WHAT NEEDS TO BE DONE: Edit the records so that "chain barrier post" becomes "chain bollard" and everything else stays the same, and leave the pictures out of your answer.

::: DATASET CONTENT

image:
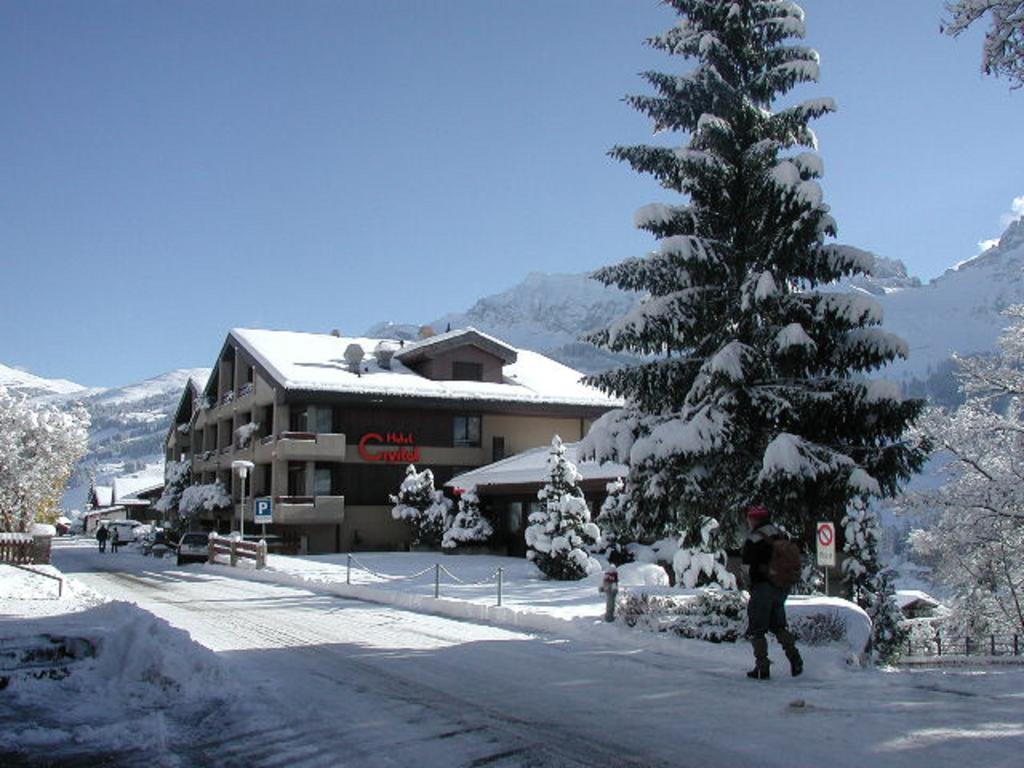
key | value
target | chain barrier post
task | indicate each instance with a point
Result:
(609, 586)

::::::

ANSWER FOR THIS EXERCISE:
image:
key | value
target | chain bollard
task | indicate each instance with a point
Result:
(609, 586)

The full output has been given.